§ **ИСХОДНЫЙ ТЕКСТ**:
□ □ □
Можно сказать, что работы М. В. Алпатова нацелены на то, чтобы сделать читателя как бы соавтором — не только своих изысканий, но и творений искусства, разбираемых в исследованиях. Здесь господствует принцип пробуждения художественного начала в читателе, что делает книги М. В. Алпатова особенно привлекательными и любимыми.
 
Для той особой позиции автора «Этюдов по всеобщей истории искусств», которую мы пытаемся охарактеризовать, у М. В. Алпатова имеются серьезные основания — бо́льшие, чем у кого бы то ни было. Он всегда отличался большой чуткостью к искусству, умением почувствовать конкретное художественное произведение, его истолковать, найти в нем образное зерно. М. В. Алпатов — мастер анализа, сравнительного сопоставления разных произведений, мастер, способный подыскать живописному, графическому или скульптурному образу соответствующее словесное выражение. Пусть последнее не может претендовать на полную адекватность образу: ибо полностью перевести художественный образ на иной язык — в данном случае словесный — не представляется возможным (к тому же подобная задача означала бы непонимание специфики художественного образа). Сочетая точный анализ средств выражения с ассоциативной, подчас метафорической характеристикой образа, автор нередко максимально приближается к самому сокровенному — к самой тайне художественного творения. Эта способность всегда давала себя знать в работах М. В. Алпатова; к тому же он сам, зная свою силу, культивировал в себе эту особенность, доведя ее в последних работах до высокого и яркого выражения.
□ □ □
Записи с точечной разметкой

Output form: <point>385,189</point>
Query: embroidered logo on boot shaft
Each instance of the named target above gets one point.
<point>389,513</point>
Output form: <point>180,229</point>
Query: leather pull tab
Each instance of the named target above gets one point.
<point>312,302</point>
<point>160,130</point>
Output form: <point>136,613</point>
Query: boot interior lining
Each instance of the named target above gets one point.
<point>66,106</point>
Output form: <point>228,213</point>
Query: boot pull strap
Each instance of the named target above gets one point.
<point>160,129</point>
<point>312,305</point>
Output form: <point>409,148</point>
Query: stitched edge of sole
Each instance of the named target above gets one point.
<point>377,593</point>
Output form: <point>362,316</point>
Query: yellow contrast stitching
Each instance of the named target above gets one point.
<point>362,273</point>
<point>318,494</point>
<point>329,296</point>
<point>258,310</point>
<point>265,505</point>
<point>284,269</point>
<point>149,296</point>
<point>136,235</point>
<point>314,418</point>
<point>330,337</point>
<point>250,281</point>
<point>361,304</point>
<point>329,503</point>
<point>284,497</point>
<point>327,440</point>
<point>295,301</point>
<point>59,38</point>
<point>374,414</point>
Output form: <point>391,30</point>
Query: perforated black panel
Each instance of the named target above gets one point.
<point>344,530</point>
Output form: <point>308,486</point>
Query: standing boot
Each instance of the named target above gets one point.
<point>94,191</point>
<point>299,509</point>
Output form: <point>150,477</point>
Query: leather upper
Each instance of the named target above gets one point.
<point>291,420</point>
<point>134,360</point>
□ □ □
§ **ЗАДАНИЯ ДЛЯ РАБОТЫ**:
[A] Извлеките из текста о работах М. В. Алпатова отрывок, который начинается со слов «Можно сказать, что» и заканчивается словами «привлекательными и любимыми.».
[B] Как перевести на английский язык это предложение из текста о работах М. В. Алпатова: «Он всегда отличался большой чуткостью к искусству, умением почувствовать конкретное художественное произведение, его истолковать, найти в нем образное зерно»?

§ **ОТВЕТЫ К ЗАДАНИЯМ**:
[A]
Можно сказать, что работы М. В. Алпатова нацелены на то, чтобы сделать читателя как бы соавтором — не только своих изысканий, но и творений искусства, разбираемых в исследованиях. Здесь господствует принцип пробуждения художественного начала в читателе, что делает книги М. В. Алпатова особенно привлекательными и любимыми.

[B] He was always distinguished by great sensitivity to art and by an ability to feel a particular work of art, to interpret it, and to find its figurative core.